------ PROVIDED DATA
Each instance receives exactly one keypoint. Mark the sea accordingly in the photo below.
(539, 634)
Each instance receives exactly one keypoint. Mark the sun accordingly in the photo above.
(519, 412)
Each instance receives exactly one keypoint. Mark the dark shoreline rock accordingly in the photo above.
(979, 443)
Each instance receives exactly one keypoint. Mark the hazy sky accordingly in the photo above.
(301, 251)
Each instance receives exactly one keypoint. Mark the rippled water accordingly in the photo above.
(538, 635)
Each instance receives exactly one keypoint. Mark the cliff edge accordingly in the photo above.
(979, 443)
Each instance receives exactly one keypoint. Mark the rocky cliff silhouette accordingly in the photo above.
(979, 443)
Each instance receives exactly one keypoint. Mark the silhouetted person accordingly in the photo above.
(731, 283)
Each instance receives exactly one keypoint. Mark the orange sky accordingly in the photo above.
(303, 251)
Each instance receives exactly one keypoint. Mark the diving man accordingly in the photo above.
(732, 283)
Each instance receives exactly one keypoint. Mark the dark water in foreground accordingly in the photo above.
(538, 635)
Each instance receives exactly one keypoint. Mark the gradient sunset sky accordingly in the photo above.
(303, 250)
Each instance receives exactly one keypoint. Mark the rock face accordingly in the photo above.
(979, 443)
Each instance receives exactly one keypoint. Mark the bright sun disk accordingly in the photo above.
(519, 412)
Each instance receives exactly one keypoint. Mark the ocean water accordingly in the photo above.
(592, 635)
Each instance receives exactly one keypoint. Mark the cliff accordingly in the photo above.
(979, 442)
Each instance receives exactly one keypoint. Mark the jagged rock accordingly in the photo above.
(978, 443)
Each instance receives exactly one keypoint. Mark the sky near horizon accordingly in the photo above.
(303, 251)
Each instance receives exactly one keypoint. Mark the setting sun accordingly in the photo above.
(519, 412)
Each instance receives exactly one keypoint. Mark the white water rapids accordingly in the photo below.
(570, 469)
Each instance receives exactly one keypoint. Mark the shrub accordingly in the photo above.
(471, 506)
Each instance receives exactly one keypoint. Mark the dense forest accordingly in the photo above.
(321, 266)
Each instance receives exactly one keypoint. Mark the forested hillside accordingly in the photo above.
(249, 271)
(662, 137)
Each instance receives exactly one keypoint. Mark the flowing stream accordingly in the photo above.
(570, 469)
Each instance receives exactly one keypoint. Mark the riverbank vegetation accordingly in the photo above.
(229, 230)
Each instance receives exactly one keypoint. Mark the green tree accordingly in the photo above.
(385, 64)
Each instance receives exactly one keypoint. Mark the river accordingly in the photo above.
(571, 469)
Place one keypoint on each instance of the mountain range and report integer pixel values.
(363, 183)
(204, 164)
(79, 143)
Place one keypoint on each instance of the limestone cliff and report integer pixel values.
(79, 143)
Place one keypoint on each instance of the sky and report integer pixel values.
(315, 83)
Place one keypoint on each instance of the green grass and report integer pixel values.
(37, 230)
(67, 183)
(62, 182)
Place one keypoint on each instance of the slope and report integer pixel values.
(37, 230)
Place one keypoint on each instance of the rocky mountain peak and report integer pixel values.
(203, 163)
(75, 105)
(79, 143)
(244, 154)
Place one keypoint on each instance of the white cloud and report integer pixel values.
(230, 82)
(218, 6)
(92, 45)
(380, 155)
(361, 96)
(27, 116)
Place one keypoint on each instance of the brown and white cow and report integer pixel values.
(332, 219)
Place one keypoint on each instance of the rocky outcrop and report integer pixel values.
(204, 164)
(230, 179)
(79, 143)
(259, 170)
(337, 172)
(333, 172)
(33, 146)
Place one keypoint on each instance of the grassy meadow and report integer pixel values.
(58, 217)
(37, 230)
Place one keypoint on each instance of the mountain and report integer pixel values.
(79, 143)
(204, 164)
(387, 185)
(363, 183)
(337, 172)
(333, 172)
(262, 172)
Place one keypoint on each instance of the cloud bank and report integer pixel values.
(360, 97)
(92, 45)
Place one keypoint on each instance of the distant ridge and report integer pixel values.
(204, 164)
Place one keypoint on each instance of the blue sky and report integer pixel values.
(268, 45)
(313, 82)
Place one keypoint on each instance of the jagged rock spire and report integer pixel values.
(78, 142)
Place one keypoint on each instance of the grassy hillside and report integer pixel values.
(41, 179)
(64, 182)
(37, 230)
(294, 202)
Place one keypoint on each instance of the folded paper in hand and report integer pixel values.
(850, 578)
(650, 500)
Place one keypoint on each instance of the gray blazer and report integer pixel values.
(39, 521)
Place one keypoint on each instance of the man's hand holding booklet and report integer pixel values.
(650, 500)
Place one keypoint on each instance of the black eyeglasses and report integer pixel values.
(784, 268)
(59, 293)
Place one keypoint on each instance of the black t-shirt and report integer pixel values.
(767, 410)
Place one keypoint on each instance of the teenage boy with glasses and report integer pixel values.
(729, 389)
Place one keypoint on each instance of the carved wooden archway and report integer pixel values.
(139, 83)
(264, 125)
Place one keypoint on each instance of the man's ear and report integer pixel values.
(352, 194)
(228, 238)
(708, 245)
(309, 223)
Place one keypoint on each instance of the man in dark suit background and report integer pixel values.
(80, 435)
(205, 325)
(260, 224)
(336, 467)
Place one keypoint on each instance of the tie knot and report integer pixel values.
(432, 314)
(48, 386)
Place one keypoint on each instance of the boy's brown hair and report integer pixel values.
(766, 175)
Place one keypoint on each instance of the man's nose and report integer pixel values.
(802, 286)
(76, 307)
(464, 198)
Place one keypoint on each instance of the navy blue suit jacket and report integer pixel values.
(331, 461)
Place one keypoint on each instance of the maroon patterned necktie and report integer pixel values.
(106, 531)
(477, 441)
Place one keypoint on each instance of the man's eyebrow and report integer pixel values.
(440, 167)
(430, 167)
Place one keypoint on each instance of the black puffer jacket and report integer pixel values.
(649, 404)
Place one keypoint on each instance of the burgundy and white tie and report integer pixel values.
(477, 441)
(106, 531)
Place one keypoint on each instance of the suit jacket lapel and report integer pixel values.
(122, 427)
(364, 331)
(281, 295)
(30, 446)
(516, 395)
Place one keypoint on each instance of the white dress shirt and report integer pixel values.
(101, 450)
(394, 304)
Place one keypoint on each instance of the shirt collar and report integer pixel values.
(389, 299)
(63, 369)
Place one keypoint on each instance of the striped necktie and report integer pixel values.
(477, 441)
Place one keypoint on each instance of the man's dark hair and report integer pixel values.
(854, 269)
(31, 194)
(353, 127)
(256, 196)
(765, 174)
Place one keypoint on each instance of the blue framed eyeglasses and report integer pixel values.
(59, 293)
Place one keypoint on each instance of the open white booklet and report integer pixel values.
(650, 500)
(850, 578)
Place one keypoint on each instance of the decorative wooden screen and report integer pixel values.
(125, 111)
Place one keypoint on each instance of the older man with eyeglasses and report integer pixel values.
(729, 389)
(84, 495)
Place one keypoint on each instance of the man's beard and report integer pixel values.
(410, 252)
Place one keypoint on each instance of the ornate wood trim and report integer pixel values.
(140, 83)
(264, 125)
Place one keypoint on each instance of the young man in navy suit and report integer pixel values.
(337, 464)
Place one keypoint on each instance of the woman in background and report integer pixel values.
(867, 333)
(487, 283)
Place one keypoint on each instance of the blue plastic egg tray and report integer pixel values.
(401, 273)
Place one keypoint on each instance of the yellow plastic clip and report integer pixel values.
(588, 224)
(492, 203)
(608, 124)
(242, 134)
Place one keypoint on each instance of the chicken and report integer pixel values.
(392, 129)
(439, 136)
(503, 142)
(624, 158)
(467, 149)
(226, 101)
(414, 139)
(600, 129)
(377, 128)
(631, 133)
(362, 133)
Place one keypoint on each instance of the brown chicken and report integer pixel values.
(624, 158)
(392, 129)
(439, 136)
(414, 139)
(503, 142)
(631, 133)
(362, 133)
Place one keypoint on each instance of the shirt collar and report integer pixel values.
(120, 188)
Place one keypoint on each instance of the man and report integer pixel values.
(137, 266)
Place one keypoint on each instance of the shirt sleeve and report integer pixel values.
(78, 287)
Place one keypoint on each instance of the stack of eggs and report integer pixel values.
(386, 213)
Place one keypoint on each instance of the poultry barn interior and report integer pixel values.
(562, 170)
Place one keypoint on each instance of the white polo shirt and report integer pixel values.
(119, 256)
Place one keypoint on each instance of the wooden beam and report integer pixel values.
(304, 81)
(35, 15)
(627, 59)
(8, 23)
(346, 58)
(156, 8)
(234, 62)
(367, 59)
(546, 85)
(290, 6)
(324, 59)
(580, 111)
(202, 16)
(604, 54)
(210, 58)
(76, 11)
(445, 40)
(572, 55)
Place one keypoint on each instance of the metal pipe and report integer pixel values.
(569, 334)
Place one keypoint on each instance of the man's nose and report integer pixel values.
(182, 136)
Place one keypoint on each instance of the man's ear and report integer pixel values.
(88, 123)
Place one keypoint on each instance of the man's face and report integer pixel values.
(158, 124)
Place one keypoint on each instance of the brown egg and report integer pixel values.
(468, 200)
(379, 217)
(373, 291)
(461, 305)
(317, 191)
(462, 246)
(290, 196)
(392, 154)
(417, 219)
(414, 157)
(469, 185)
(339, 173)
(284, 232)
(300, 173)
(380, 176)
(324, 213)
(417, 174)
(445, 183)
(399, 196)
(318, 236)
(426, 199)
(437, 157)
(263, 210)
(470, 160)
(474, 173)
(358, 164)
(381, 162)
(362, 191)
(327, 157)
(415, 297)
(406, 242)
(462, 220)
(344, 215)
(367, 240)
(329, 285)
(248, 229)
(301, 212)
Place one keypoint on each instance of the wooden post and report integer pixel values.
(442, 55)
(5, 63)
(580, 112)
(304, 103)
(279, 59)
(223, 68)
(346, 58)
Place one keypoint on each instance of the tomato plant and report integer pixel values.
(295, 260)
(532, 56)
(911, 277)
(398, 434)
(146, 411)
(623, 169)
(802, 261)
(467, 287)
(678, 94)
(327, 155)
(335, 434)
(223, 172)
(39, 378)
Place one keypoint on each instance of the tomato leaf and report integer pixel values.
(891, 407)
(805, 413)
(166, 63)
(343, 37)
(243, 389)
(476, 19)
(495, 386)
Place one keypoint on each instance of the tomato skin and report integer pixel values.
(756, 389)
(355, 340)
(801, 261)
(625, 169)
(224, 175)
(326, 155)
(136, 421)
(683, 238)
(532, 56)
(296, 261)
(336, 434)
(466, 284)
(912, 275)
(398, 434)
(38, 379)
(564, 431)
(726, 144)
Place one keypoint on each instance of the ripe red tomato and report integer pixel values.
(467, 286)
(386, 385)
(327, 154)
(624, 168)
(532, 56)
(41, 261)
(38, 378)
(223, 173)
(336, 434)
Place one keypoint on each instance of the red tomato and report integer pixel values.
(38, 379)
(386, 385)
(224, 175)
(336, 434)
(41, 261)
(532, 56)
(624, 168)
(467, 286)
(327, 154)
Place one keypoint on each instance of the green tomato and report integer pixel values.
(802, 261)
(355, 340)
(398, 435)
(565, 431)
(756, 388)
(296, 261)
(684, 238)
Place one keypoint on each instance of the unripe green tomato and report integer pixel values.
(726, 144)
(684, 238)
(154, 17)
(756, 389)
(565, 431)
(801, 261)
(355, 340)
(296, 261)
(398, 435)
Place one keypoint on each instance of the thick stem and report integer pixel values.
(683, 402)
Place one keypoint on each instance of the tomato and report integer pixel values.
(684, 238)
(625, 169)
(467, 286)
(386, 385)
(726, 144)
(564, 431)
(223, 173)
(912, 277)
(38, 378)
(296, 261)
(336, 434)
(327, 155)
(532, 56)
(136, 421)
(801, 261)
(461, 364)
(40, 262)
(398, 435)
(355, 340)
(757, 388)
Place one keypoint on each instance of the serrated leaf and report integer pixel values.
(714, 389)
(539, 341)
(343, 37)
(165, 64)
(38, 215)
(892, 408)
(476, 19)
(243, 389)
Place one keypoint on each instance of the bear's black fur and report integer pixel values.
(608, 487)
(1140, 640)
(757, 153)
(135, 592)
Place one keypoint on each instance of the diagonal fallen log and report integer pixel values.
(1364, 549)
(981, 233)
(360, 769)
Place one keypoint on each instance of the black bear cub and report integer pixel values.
------------
### EXERCISE
Which lines run from the one containing "Place one keypoint on each instance of the diagonal" to the end of the records? Transcribe exactly those, both ends included.

### RESPONSE FOR THIS EXERCISE
Place one keypoint on each instance of the diagonal fallen log and report integer pixel values.
(1364, 549)
(981, 233)
(360, 769)
Place one keypoint on each instance of the black bear cub and report integer pixel values.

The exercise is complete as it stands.